* Texte de lecture:
↓↓↓

En guise de conclusion, il convient de s'attarder à la fonction poétique, qui est la fonction de communication centrée sur le message en tant que tel et qui est ainsi la projection du principe d'équivalence de l'axe (paradigmatique) de sélection sur l'axe (syntagmatique) de combinaison ou de succession. La fonction poétique domine le poème, le slogan publicitaire ou politique, le proverbe et la chanson; elle est la dominante de la poésie. Le principe d'équivalence est la redondance ou la répétition à l'intérieur d'une forme, le parallélisme d'une forme à l'autre et l'homologation d'un plan par un autre : il y a isomorphisme de la forme de l'expression et de la forme du contenu, mais il y a non-conformité du plan de l'expression et du plan du contenu, à cause de la substance de l'expression ou du contenu. L'isomorphisme est la conformité entre les deux formes dont il a été question jusqu'ici.

L'axe paradigmatique (ou vertical) du "ou... ou" est l'axe de la disjonction, de la substitution, de la commutation, de l'opposition (ou des contraires) : c'est le système des corrélations qui constituent, dans la réciprocité ou l'interdépendance, une taxinomie, une nomenclature, un catalogue, un alphabet de l'ordre d'un lexique, d'un vocabulaire, d'un dictionnaire. C'est l'axe de la similarité ou de la dissimilarité, de la compacité et de la rigidité (des maillons d'une chaîne), ainsi que l'axe des distinctions et des dénominations. L'axe syntagmatique (ou horizontal) du "et... et" est l'axe de la conjonction, de la consécution, de la permutation, de l'apposition (ou des contrastes) : c'est le procès ou la chaîne des relations qui constituent une combinatoire ou une algèbre de l'ordre d'une grammaire. C'est l'axe de la contiguïté et de la continuité, de la linéarité et de l'élasticité, ainsi que l'axe des définitions.

↑↑↑

* Consigne A: D'après le texte sur la fonction poétique, dans quels genres cette fonction est-elle dominante ?
* Consigne B: Dans le texte sur la fonction poétique, présentez sous forme de liste le paragraphe qui commence par « L'axe paradigmatique (ou vertical) », sans perdre ses faits essentiels.
* Consigne C: Rédigez la suite du texte sur la fonction poétique à partir de sa dernière phrase.
Le matériel placé après ce texte provient d'une autre source.

Données de masques de segmentation
↓↓↓

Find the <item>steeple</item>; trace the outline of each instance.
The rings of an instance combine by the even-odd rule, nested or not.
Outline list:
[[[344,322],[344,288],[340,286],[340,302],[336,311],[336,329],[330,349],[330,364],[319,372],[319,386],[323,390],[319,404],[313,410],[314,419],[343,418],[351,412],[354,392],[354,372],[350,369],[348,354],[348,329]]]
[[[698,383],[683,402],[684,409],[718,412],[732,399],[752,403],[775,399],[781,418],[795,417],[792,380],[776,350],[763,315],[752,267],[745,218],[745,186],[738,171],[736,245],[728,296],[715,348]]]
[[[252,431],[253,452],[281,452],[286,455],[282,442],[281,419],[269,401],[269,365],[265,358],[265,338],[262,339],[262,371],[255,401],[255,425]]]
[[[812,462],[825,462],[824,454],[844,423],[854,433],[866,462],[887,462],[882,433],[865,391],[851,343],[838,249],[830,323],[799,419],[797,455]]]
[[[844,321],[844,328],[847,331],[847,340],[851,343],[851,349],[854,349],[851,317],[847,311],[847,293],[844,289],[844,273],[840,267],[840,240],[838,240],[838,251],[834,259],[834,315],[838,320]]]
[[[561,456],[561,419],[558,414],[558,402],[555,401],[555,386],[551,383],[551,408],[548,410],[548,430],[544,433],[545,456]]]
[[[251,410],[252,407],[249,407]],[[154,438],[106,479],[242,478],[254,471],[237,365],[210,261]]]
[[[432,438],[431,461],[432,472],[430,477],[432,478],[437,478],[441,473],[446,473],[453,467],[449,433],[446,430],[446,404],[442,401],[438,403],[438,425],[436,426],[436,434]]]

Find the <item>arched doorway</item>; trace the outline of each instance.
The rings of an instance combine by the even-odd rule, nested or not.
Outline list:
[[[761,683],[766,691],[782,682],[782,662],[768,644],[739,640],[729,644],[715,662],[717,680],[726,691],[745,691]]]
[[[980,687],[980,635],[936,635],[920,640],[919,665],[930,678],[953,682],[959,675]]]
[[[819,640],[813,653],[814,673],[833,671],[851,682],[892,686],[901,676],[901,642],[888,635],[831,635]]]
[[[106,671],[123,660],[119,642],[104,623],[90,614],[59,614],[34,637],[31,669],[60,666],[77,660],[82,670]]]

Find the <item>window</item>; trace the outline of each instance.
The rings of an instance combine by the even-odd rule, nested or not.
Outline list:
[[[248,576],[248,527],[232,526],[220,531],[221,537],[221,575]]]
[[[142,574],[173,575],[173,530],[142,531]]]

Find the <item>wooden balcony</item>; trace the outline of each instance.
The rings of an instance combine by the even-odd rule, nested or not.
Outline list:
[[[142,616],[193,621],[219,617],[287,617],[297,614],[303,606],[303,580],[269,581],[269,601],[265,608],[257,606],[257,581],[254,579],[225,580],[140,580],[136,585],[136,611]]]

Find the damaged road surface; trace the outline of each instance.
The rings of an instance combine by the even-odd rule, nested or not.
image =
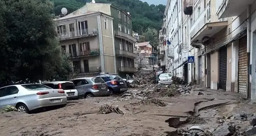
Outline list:
[[[147,84],[151,74],[119,96],[70,101],[64,107],[34,114],[0,113],[0,136],[255,134],[256,106],[241,95],[192,85]]]

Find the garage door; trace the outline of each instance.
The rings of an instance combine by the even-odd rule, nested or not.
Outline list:
[[[226,90],[227,82],[227,47],[220,49],[219,84],[220,89]]]
[[[203,67],[202,65],[202,56],[200,56],[198,57],[199,59],[199,71],[198,73],[198,83],[200,85],[202,85],[202,77],[203,75]]]
[[[238,92],[247,94],[247,53],[246,51],[246,37],[239,40],[238,61]]]

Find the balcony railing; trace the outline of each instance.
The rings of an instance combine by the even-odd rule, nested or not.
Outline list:
[[[124,56],[131,57],[133,58],[136,58],[137,57],[137,54],[132,52],[121,50],[115,50],[115,54],[117,56]]]
[[[79,69],[74,69],[74,73],[77,74],[96,73],[99,72],[100,70],[101,70],[100,66],[81,67]]]
[[[201,28],[207,23],[208,21],[207,20],[207,17],[205,16],[207,12],[207,8],[205,8],[204,10],[199,15],[196,19],[195,20],[194,23],[192,23],[192,27],[190,30],[190,36],[193,38]]]
[[[134,67],[120,67],[119,71],[122,72],[137,72],[137,69]]]
[[[69,53],[70,57],[76,57],[83,56],[98,56],[100,55],[100,49],[92,49],[87,51],[81,51]]]
[[[58,33],[58,38],[60,40],[72,39],[82,36],[90,36],[98,35],[98,29],[85,29],[78,30],[77,32],[74,31],[68,31],[66,33]]]
[[[136,42],[136,38],[129,34],[122,31],[115,31],[115,36],[120,38],[125,38],[127,40],[130,41],[131,42]]]

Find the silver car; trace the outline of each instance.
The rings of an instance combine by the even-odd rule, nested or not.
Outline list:
[[[159,75],[158,83],[169,84],[172,83],[172,75],[170,73],[163,73]]]
[[[100,77],[83,77],[70,80],[73,82],[78,95],[85,98],[109,95],[107,84]]]
[[[67,97],[62,89],[53,89],[41,84],[14,85],[0,88],[0,108],[7,105],[28,113],[37,109],[65,106]]]
[[[53,89],[63,89],[68,99],[78,99],[77,90],[72,82],[53,81],[44,82],[43,84]]]

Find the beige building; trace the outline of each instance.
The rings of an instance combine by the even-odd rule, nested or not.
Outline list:
[[[77,10],[54,20],[60,46],[69,55],[77,76],[94,76],[100,71],[117,73],[113,17]]]

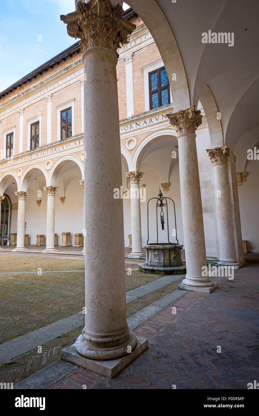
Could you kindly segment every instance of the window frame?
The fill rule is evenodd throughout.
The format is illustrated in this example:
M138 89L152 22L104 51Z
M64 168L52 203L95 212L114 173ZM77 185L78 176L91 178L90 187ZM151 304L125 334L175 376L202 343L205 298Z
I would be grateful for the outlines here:
M68 110L71 110L71 121L69 121L69 123L67 122L67 112ZM66 111L66 122L64 124L62 124L62 113L64 113L64 111ZM62 138L62 129L64 127L66 127L66 137L65 137L65 139L70 138L70 137L68 137L67 136L67 129L68 126L71 126L71 136L70 136L70 137L72 137L72 136L73 136L73 132L72 129L72 106L71 106L70 107L68 107L67 108L64 109L63 110L61 110L60 111L60 140L64 140L64 139L63 139Z
M39 134L36 134L36 124L39 124ZM35 134L34 136L32 136L32 126L34 125L35 126L34 131ZM30 150L34 150L35 149L37 149L39 147L39 120L37 120L37 121L34 121L33 123L32 123L30 124ZM37 137L39 139L39 146L37 147L36 146L33 149L32 148L32 140L33 139L35 139L34 144L36 145L36 139Z
M56 106L57 111L57 140L60 141L61 138L61 112L69 107L72 107L72 137L75 135L75 119L74 119L74 102L75 98L72 98L65 102L62 103ZM64 139L65 140L65 139Z
M9 146L7 146L7 136L10 136L11 134L12 134L12 146L11 146L11 137L10 137L10 142L9 142L10 143L10 144L9 144ZM8 132L7 133L6 133L5 134L5 158L6 159L8 159L9 158L13 157L13 156L14 156L14 131L10 131L10 132ZM12 155L11 154L11 147L12 148ZM9 151L10 151L10 154L9 156L7 156L7 150L8 149L9 149Z
M170 84L169 83L169 79L168 79L168 77L167 76L167 73L166 73L166 76L167 77L167 84L166 85L164 85L163 87L161 87L161 72L164 69L166 69L165 66L162 67L161 68L159 68L157 69L154 69L153 71L151 71L151 72L149 72L149 110L155 110L157 108L159 108L160 107L164 106L162 105L162 98L161 98L161 93L165 89L167 90L168 92L168 102L167 104L165 104L165 105L168 105L171 104L171 97L170 97ZM151 89L151 76L154 74L157 74L157 88L156 89ZM157 93L158 97L158 106L157 107L156 107L155 108L152 108L152 96L153 94Z

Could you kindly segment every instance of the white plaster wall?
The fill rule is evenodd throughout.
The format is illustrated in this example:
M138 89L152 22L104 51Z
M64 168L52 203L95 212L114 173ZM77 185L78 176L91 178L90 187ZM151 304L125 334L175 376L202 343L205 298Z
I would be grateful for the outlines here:
M246 181L237 187L241 231L249 251L259 252L259 161L248 160Z

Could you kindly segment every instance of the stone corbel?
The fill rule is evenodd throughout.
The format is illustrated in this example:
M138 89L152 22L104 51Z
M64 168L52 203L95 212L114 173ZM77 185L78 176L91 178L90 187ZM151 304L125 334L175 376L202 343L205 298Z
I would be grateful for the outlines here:
M247 180L247 172L239 172L237 173L237 186L241 186Z
M165 182L164 183L161 183L161 185L163 188L163 192L165 192L166 193L167 193L167 192L169 191L170 182Z

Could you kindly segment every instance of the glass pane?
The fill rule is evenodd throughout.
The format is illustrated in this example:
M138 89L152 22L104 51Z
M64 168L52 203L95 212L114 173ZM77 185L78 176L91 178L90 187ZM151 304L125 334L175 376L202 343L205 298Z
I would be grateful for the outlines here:
M157 85L157 73L152 74L151 76L151 91L153 89L156 89L158 86Z
M168 88L161 91L161 102L162 106L168 104Z
M165 69L162 69L160 71L161 77L161 87L165 87L167 85L167 75Z
M61 113L61 119L62 119L61 124L66 124L66 111L62 111L62 113Z
M68 126L68 137L71 137L72 136L72 125L69 124Z
M152 108L157 108L158 107L158 93L155 92L152 94Z
M62 128L62 138L66 139L66 127Z
M71 123L72 121L72 119L71 118L71 109L69 109L69 110L67 111L68 113L68 117L67 120L66 121L67 123Z

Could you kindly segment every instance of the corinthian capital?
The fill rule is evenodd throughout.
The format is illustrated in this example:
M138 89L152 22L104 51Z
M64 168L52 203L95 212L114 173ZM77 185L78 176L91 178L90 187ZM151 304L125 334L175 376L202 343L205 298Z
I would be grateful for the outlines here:
M18 191L15 193L16 195L16 196L18 196L18 201L25 201L25 198L27 195L29 195L29 192L26 192L24 191Z
M213 166L227 163L227 157L229 156L228 150L227 146L207 149L207 151Z
M49 195L51 195L51 196L54 196L56 192L58 189L59 189L58 186L44 186L43 189L44 191L46 191L47 193L47 195L49 196Z
M200 111L195 111L195 106L183 111L180 110L178 113L167 114L171 124L176 129L179 137L183 134L195 133L196 129L202 123L202 116Z
M120 44L128 43L128 36L136 27L122 17L123 10L119 4L113 6L110 0L91 0L87 3L80 0L77 10L60 18L67 25L68 34L81 39L83 52L100 47L117 50Z
M125 174L129 178L131 183L139 183L139 181L144 174L143 172L139 172L139 171L133 171L125 172Z

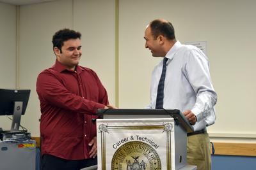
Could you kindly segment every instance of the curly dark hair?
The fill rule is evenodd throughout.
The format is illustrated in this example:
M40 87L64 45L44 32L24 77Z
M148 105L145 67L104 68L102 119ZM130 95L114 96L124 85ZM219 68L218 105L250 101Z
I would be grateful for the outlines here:
M53 48L55 46L60 49L61 52L61 46L64 41L70 39L81 39L81 34L79 32L76 32L69 29L63 29L57 31L52 36Z
M166 37L169 40L175 39L174 28L170 22L157 19L152 21L149 26L151 29L152 34L155 39L160 35Z

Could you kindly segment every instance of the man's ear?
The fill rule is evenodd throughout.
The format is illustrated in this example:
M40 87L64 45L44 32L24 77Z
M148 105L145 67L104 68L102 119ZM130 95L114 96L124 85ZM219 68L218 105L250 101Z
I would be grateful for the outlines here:
M53 48L53 52L56 56L59 56L60 54L60 50L57 46L54 46L54 48Z
M163 36L160 35L158 36L158 39L159 39L159 44L163 45L164 41L164 38Z

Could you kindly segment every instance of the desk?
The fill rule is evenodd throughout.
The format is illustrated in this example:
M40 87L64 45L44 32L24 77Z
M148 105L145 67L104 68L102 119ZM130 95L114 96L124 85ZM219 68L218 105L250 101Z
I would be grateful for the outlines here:
M0 141L0 169L35 170L36 142Z

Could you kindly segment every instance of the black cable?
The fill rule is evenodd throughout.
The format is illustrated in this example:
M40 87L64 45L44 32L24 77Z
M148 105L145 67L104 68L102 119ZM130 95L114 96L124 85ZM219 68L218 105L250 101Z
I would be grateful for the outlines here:
M12 121L13 120L13 119L8 116L6 116L8 118L9 118L10 120L11 120ZM27 128L26 128L25 127L22 126L22 125L20 125L20 127L21 127L21 128L22 129L22 130L24 131L28 132L28 129Z

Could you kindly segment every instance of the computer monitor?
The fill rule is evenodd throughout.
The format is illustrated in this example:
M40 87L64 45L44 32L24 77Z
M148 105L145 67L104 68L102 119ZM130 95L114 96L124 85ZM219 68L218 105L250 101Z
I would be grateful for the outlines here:
M0 89L0 116L13 115L11 132L19 132L29 95L30 90Z

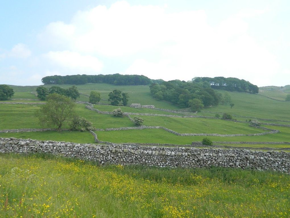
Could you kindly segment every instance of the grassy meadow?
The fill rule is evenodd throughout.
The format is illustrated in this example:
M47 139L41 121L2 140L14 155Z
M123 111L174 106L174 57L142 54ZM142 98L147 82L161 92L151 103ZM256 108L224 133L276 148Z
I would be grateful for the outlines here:
M0 216L288 217L289 176L0 154Z

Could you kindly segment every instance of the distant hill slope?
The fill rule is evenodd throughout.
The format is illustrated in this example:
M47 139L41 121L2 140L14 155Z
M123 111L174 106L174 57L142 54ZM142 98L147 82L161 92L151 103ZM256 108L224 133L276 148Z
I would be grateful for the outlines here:
M259 87L258 94L277 100L285 101L287 95L290 94L290 85L284 87L270 86Z

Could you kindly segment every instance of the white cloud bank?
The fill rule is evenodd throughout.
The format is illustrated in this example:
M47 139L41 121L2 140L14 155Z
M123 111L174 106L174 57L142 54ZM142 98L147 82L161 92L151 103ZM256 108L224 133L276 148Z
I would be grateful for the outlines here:
M244 10L213 26L206 10L168 13L123 1L79 11L69 23L51 23L38 38L55 51L46 55L51 63L91 74L102 73L100 60L106 59L127 65L110 73L166 80L236 77L269 85L288 70L250 35L248 21L269 10Z

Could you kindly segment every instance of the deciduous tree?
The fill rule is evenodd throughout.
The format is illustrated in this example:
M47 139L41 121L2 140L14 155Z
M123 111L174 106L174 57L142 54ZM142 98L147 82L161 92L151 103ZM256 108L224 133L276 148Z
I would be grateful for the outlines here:
M57 93L49 95L46 100L46 103L41 106L36 116L42 125L56 126L60 131L65 122L75 116L76 103L70 98Z

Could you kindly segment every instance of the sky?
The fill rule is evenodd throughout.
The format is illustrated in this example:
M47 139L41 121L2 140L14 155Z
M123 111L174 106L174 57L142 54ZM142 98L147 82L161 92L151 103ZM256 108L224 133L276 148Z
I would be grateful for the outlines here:
M290 85L288 0L28 0L0 7L0 84L119 73Z

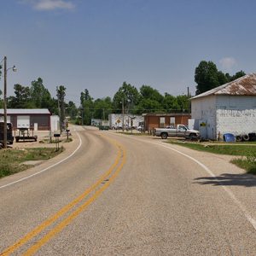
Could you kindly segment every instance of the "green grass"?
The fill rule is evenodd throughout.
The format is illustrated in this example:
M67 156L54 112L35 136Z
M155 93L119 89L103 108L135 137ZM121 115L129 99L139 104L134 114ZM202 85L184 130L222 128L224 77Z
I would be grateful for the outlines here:
M247 173L256 174L256 162L248 161L246 159L233 159L231 163L247 171Z
M134 136L148 136L148 133L145 132L131 132L131 131L118 131L118 133L125 134L125 135L134 135Z
M21 150L2 149L0 150L0 178L31 167L23 165L22 162L48 160L62 151L63 148L60 148L59 151L53 148L35 148Z
M169 143L198 151L241 156L241 158L232 160L230 162L238 167L246 170L247 173L256 175L256 147L253 145L241 145L240 143L206 145L192 143L177 143L177 141L169 141Z
M186 147L198 151L205 151L214 154L230 154L230 155L247 155L256 151L256 147L253 145L206 145L192 143L168 142L172 144Z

↑↑↑

* Réponse attendue A: Elle domine le poème, le slogan publicitaire ou politique, le proverbe et la chanson, et elle est la dominante de la poésie.

* Réponse attendue B:
- Axe paradigmatique (vertical), celui du « ou... ou » : axe de la disjonction, de la substitution, de la commutation et de l'opposition (ou des contraires). Il forme un système de corrélations réciproques ou interdépendantes, qui constituent une taxinomie, une nomenclature, un catalogue ou un alphabet de l'ordre d'un lexique, d'un vocabulaire ou d'un dictionnaire. C'est l'axe de la similarité ou de la dissimilarité, de la compacité et de la rigidité, des distinctions et des dénominations.
- Axe syntagmatique (horizontal), celui du « et... et » : axe de la conjonction, de la consécution, de la permutation et de l'apposition (ou des contrastes). Il forme une chaîne de relations qui constituent une combinatoire ou une algèbre de l'ordre d'une grammaire. C'est l'axe de la contiguïté, de la continuité, de la linéarité, de l'élasticité et des définitions.

* Réponse attendue C:
Une équivalence corrélative est une conformation, alors qu'une équivalence relationnelle est une transformation. Une conformation peut être phonologique (phonématique ou prosodique, métrique ou rythmique, mélodique ou harmonique), morphologique, lexicale ou rhétorique; une transformation peut être morpho-syntaxique ou syntactico-sémantique (comme une isotopie). Une équivalence (ressemblance ou dissemblance, identité ou différence) au niveau d'une séquence est une correspondance. Une correspondance d'une séquence à l'autre est un couplage : une correspondance est intrasegmentale ou intraséquentielle, tandis qu'un couplage est suprasegmental ou supraséquentiel.

Un couplage entre conformations, entre transformations ou entres conformations et transformations est un effet de sens. Un effet de sens est produit ou construit par la redondance, par le parallélisme (ou la réitération) ou par l'ambiguïté (ou la réification) et par l'homologation, qui est l'envers de la ponctuation : c'est une méthode[...]

La signifiance est l'intersection de la communication (la fonction poétique), de la signification (la grammaire : la forme de l'expression et la forme du contenu) et de l'énonciation (l'affectivité du sujet, la subjectivité); c'est la signature du sens. Le sens est monde et langage, affect et représentation; il est communication, signification et énonciation : grammaire, signifiance et signature.

La poésie est la rencontre du poème (qui est un (archi)genre particulier et un récit singulier), de la littérature (qui est un système esthétique et un régime socio-historique impliquant un récit constitutionnel et un discours institutionnel) et de la fonction poétique (qui est un registre rhétorique). La poésie ne se confond ni avec le vers ou le poème, ni avec la littérature ou l'art. Elle convoque, invoque, évoque ou provoque les (archi)discours lyrique, épique, dramatique et/ou tragique du système esthétique. Elle est l'essence -- l'immanence! -- de la parole, qui est l'essence du langage...

EXAMEN FINAL

Faites l'analyse de la forme de l'expression et de la forme du contenu d'un des poèmes qui précèdent (mais choisi par le professeur au moment de l'examen).